(begin)

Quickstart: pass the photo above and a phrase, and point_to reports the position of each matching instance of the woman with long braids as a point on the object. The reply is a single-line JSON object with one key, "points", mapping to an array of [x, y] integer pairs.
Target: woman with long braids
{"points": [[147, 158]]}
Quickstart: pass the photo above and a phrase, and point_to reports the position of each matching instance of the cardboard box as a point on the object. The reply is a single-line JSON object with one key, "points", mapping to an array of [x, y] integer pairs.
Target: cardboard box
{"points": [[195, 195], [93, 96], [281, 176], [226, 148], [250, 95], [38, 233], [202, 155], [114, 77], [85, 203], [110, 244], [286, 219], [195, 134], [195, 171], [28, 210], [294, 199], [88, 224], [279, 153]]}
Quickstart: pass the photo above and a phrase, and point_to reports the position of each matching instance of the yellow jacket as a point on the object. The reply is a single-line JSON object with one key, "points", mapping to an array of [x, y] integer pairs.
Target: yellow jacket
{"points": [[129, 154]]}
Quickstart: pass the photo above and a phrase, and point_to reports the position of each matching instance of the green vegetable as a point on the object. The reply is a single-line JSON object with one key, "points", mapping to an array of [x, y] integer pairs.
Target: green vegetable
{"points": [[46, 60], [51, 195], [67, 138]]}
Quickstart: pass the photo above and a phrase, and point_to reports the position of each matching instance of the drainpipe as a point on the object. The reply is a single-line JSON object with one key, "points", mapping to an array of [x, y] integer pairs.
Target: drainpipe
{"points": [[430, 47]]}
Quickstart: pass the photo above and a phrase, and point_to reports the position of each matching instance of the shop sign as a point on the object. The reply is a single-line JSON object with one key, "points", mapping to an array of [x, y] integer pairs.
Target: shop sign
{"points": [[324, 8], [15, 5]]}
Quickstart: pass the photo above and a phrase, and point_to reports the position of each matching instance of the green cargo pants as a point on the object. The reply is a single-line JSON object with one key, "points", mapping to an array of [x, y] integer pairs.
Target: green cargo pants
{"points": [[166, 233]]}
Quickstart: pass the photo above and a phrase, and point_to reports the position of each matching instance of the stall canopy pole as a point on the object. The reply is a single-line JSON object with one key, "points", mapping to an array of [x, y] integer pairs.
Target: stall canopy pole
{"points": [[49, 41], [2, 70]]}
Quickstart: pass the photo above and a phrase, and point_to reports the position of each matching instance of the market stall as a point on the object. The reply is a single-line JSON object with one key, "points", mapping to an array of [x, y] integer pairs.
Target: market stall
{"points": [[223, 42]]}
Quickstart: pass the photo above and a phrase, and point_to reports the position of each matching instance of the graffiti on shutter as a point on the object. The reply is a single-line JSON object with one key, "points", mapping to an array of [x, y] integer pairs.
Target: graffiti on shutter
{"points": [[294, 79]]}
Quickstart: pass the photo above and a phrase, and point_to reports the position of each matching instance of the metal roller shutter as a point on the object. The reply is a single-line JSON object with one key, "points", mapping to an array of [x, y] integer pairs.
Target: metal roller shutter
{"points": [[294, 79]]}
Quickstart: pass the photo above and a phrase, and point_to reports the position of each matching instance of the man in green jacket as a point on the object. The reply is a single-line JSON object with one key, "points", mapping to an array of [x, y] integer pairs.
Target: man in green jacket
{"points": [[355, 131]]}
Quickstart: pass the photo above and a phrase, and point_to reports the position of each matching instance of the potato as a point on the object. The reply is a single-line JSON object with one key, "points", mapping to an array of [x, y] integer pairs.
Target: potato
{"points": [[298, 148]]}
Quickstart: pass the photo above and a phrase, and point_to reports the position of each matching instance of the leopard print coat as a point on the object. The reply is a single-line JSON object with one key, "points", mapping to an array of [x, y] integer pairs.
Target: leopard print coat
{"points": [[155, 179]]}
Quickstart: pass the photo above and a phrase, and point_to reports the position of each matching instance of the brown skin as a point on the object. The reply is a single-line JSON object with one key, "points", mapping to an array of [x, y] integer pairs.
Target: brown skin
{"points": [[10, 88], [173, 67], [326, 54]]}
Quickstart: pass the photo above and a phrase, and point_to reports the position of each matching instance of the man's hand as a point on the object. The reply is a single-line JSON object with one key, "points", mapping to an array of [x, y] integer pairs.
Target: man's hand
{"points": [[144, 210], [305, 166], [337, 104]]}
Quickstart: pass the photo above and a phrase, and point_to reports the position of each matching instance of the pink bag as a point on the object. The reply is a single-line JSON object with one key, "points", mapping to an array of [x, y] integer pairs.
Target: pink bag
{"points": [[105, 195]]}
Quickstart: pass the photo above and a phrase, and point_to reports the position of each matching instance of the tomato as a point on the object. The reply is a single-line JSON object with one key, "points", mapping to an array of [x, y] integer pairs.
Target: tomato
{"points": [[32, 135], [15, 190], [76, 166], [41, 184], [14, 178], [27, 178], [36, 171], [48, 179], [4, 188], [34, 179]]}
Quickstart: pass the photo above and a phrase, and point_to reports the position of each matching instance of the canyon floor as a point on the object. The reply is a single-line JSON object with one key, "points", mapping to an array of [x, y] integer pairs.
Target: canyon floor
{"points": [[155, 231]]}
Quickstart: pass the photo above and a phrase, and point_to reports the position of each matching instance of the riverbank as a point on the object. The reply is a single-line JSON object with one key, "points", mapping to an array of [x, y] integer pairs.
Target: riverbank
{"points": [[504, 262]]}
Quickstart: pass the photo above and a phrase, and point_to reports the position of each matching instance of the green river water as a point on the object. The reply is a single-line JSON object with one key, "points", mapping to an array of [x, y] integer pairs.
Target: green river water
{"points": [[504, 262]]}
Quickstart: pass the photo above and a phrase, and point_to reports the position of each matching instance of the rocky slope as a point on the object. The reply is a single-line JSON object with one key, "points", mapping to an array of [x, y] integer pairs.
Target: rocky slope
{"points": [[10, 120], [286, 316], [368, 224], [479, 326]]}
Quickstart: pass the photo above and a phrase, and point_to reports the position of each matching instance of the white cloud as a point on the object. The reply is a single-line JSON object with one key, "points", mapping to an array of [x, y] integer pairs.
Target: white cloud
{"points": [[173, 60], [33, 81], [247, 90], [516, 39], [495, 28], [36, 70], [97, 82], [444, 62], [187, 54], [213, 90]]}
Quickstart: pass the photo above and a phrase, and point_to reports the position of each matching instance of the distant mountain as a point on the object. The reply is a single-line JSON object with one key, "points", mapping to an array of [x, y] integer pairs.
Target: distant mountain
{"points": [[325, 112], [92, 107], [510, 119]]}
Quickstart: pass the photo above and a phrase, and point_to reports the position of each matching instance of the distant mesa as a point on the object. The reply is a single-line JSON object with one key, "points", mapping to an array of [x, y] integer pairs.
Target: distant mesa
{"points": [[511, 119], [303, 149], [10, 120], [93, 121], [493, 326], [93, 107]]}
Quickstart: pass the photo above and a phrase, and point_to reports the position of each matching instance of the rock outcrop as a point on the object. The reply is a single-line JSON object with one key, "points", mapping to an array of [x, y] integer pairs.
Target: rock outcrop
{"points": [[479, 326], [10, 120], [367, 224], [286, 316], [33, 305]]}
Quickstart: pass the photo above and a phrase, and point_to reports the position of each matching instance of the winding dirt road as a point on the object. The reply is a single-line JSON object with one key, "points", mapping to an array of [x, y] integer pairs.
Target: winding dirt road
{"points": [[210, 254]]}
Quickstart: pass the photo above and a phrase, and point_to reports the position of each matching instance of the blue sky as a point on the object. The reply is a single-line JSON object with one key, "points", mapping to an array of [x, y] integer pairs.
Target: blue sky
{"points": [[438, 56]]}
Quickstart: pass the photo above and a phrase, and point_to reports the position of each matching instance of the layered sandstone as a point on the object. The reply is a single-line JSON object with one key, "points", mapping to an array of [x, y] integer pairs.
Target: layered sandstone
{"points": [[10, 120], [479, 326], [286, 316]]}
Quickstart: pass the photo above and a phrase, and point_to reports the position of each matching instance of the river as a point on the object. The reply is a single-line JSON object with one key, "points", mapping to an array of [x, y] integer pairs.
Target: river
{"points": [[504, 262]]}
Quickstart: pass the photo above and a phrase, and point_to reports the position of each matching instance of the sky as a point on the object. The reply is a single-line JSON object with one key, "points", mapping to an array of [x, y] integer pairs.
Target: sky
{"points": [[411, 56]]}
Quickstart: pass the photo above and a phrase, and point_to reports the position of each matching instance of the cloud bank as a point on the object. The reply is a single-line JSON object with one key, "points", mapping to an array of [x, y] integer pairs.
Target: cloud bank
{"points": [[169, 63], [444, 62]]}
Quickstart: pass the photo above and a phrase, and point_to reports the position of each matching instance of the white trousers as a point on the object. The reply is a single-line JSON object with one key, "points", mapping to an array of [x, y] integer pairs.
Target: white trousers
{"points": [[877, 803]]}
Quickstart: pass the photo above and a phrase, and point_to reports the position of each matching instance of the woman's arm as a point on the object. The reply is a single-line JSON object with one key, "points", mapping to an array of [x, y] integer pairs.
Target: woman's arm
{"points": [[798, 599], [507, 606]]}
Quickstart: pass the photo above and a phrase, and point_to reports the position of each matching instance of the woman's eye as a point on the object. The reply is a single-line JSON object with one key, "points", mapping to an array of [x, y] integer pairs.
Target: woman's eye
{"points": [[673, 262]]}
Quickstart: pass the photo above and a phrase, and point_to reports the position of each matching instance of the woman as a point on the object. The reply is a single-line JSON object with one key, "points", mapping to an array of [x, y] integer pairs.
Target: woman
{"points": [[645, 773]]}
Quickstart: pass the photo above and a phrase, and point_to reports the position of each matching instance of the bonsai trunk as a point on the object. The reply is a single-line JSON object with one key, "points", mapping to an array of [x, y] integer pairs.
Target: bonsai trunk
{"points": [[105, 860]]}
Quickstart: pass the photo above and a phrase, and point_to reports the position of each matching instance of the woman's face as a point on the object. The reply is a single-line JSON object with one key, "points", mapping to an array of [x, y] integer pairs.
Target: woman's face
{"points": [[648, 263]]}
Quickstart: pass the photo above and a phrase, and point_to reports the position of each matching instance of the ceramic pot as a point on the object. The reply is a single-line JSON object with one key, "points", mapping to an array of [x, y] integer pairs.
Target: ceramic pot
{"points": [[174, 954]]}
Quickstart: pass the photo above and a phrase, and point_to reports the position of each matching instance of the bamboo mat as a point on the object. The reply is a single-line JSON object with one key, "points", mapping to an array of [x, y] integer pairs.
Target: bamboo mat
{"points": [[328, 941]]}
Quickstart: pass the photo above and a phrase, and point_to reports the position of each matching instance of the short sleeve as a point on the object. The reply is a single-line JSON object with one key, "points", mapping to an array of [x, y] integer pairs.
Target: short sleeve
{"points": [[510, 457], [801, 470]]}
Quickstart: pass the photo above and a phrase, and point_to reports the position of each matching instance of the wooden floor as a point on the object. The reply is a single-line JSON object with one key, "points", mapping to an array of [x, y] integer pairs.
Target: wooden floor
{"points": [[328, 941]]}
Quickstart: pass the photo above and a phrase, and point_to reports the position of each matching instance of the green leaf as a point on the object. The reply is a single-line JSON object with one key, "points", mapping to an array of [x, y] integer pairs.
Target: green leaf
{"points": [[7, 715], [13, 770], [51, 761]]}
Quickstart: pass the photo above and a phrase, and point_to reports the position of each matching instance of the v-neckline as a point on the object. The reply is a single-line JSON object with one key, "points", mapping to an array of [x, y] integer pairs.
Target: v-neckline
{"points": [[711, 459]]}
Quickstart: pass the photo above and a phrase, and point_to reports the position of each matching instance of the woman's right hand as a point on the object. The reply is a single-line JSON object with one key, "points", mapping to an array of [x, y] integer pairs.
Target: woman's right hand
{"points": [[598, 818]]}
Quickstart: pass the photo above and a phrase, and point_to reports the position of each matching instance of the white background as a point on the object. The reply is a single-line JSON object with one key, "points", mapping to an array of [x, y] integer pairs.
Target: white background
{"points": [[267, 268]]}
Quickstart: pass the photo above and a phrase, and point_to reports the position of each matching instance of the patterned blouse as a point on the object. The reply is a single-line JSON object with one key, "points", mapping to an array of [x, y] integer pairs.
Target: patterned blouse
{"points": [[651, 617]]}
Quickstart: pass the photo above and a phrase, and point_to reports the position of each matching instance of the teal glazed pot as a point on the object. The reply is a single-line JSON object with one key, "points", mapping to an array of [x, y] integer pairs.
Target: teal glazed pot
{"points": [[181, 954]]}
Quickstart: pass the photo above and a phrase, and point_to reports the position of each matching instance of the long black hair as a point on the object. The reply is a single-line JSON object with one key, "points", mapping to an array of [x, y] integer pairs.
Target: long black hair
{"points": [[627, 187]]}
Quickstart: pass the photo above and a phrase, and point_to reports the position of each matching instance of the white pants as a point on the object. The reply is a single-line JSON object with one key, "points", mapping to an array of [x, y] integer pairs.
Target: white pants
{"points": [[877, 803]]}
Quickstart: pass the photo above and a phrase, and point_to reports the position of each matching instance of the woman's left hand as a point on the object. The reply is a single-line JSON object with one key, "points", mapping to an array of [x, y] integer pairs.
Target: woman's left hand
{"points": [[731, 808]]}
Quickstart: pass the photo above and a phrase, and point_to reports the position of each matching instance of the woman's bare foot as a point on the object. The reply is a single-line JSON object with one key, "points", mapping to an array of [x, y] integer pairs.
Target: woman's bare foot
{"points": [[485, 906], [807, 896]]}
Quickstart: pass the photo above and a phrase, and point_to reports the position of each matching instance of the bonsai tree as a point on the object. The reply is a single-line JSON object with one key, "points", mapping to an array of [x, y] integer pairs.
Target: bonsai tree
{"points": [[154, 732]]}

(end)

*The task*.
Rewrite the records from the line containing "instance of the sky" up to and including the line containing "Target: sky", putting "clouds" wherever "sky" appears and changing nothing else.

*Task output*.
Quickstart: pass the photo above and a phrase, and point_to reports the position of each matching instance of the clouds as a point on the object. The reply is a single-line JSON object with one key, "points", mapping to an array of [x, y] integer pairs.
Target: clouds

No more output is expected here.